┌────────

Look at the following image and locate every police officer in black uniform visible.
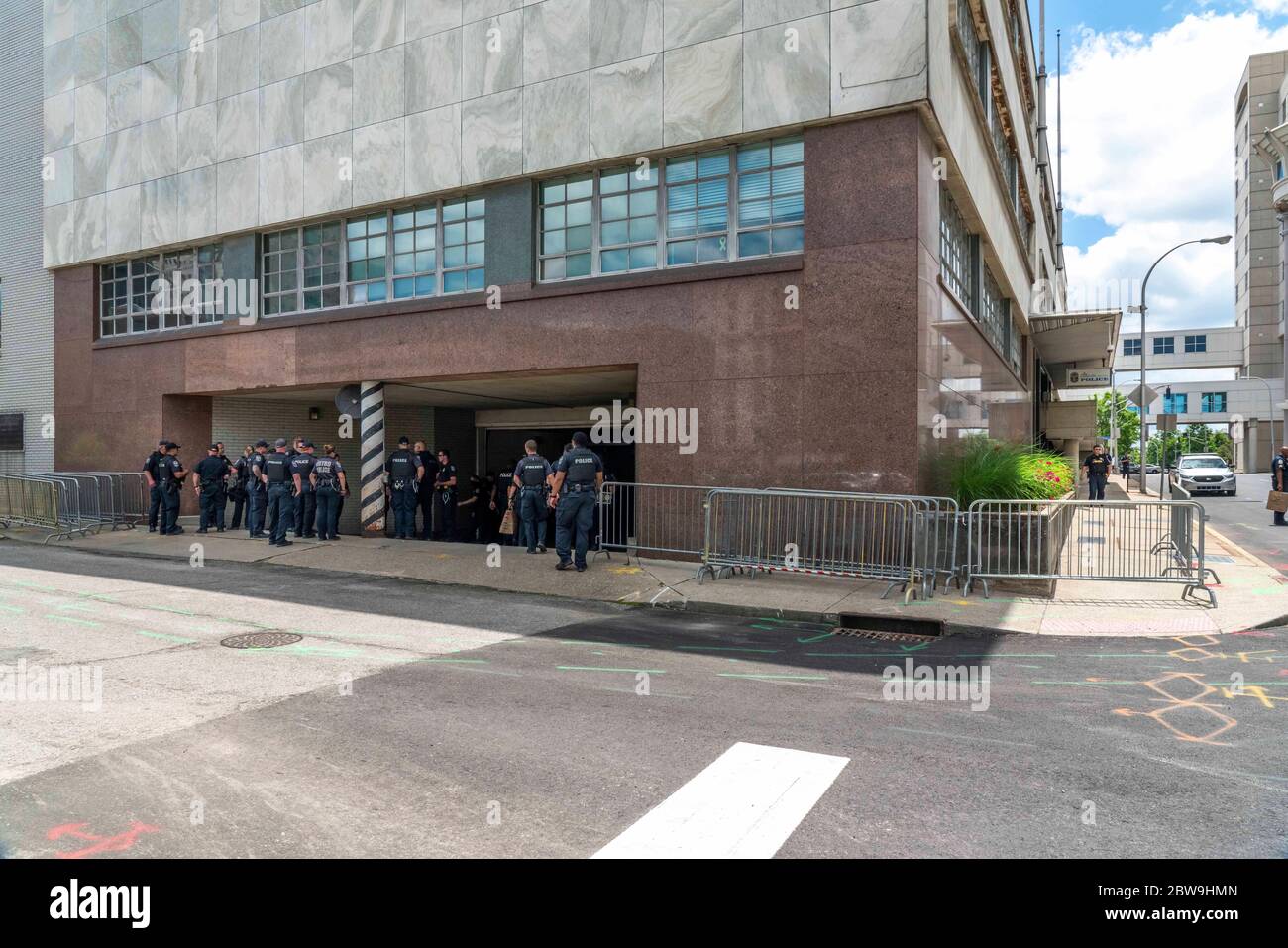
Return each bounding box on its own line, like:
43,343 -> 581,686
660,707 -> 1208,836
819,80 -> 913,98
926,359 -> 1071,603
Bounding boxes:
228,445 -> 254,529
158,441 -> 188,533
434,448 -> 456,542
143,438 -> 170,533
246,438 -> 268,540
215,441 -> 233,533
385,435 -> 425,540
1082,445 -> 1111,500
291,441 -> 318,539
413,441 -> 438,540
265,438 -> 300,546
1270,445 -> 1288,527
550,432 -> 604,574
309,445 -> 349,540
510,441 -> 551,553
192,445 -> 228,533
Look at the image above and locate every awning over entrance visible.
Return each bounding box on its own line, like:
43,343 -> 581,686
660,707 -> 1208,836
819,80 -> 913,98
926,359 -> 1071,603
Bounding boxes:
1029,309 -> 1122,389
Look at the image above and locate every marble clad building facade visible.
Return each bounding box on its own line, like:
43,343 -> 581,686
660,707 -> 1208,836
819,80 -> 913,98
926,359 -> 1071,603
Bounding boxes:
43,0 -> 1060,517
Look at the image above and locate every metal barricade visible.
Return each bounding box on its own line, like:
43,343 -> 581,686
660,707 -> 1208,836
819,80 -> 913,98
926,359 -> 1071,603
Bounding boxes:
965,500 -> 1216,605
596,480 -> 711,563
699,488 -> 934,601
765,487 -> 962,596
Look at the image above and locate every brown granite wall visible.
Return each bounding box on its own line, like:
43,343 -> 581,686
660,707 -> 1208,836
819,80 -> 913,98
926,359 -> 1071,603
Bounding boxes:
55,112 -> 924,499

└────────

#### WHAT YOU SHOULD DO:
Lay out the listing as a Markdown table with columns named Row and Line, starting at the line containing "Look at the image above and locate every marble" and ending at the last line of the listing. Number each line in Row, put its text in Line, and leave out any blank lines.

#### SOLUTION FOR THIS TASK:
| Row | Line |
|---|---|
| 1 | Look at the image above and locate every marble clad building facade visible. |
| 2 | Return each bounding box on its own line, like: |
| 3 | 43,343 -> 581,686 |
| 4 | 660,707 -> 1208,836 |
| 5 | 819,80 -> 913,98 |
| 6 | 926,359 -> 1071,603 |
| 7 | Bounding boxes: |
| 8 | 43,0 -> 1060,517 |
| 9 | Look at the image above and locate every metal barricade visible. |
| 10 | Return each bounding box on its own line, like: |
| 11 | 43,343 -> 581,686 |
| 12 | 660,707 -> 1208,836 |
| 13 | 819,80 -> 913,98 |
| 14 | 926,359 -> 1071,603 |
| 15 | Bounding boxes: |
| 16 | 965,500 -> 1216,605 |
| 17 | 596,480 -> 711,563 |
| 18 | 699,488 -> 934,601 |
| 19 | 765,487 -> 962,596 |
| 20 | Look at the image above and locate every brown granite wall visible. |
| 21 | Return each bounding box on its own line, like: |
| 22 | 43,343 -> 581,686 |
| 23 | 660,707 -> 1208,836 |
| 24 | 819,80 -> 913,98 |
| 25 | 926,359 -> 1071,603 |
| 26 | Bounding boxes: |
| 27 | 55,112 -> 924,499 |